(CHALLENGE): Rewrite the lines below, swapping every "Where can you spot" for "Where is" and leaving the rest untouched.

*** SOURCE RECORDS ***

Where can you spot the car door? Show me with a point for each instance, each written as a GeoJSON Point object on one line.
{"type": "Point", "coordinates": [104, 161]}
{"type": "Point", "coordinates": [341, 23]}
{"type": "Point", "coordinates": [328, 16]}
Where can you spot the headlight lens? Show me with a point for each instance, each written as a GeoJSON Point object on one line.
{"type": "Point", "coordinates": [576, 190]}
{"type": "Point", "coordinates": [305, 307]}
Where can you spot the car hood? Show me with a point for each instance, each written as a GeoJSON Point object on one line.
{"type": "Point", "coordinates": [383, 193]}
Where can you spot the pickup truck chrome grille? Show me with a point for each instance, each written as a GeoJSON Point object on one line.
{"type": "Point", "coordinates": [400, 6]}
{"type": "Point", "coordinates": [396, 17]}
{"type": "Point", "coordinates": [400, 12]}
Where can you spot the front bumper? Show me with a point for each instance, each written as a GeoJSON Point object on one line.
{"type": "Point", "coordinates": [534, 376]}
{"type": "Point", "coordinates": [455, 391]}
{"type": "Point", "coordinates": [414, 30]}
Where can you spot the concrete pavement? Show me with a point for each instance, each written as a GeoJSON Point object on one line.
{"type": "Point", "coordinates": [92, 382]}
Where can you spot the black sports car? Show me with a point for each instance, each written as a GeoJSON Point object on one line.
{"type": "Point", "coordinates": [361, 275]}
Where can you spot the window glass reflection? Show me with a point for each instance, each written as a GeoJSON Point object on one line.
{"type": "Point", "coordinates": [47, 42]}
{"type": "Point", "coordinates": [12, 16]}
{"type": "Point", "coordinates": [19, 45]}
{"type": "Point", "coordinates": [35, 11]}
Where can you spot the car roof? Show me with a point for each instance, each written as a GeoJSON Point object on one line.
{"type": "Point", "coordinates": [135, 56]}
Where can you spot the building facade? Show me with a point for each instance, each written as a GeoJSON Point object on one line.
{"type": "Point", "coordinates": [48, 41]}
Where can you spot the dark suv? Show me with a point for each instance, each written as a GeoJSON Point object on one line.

***

(ANSWER TO THE TASK):
Where is the car door? Show me with a point for each instance, each written as a GeoJSON Point object on one line.
{"type": "Point", "coordinates": [104, 161]}
{"type": "Point", "coordinates": [341, 23]}
{"type": "Point", "coordinates": [328, 16]}
Where is the headlight lens? Show me with a point for each instance, each written as a GeoJSON Point object on one line.
{"type": "Point", "coordinates": [576, 190]}
{"type": "Point", "coordinates": [305, 307]}
Where is the car hood? Show me with a point for each instance, each written as a GeoJSON Point object on one line.
{"type": "Point", "coordinates": [383, 193]}
Where is the pickup truck chrome grille? Show me with a point for each instance, each written as a GeoJSON Point object on one line.
{"type": "Point", "coordinates": [400, 6]}
{"type": "Point", "coordinates": [396, 17]}
{"type": "Point", "coordinates": [400, 12]}
Where is the front bumper? Show me with a point for each instance, each written as a GeoJSON Point object on one line.
{"type": "Point", "coordinates": [534, 376]}
{"type": "Point", "coordinates": [455, 391]}
{"type": "Point", "coordinates": [414, 30]}
Where is the concrete pavement? Show me with a point for each instance, each written as a GeoJSON Point object on one line.
{"type": "Point", "coordinates": [92, 382]}
Where is the black sports car? Show me with a point for each instance, each written as a GeoJSON Point object on one line.
{"type": "Point", "coordinates": [361, 275]}
Where is the window glass reflection? Show me with a point for each instance, each written as a GeoJSON Point object on one line.
{"type": "Point", "coordinates": [47, 42]}
{"type": "Point", "coordinates": [12, 16]}
{"type": "Point", "coordinates": [19, 45]}
{"type": "Point", "coordinates": [35, 11]}
Where is the car roof? Show me with a point for each instance, each written as a GeoJSON Point object on one line.
{"type": "Point", "coordinates": [135, 56]}
Where is the building facade? Show me with a point for each instance, each written as a GeoJSON Point object on one line.
{"type": "Point", "coordinates": [48, 41]}
Where is the dark suv? Show me with a point for each instance, each written as a GeoJSON Point object on one line.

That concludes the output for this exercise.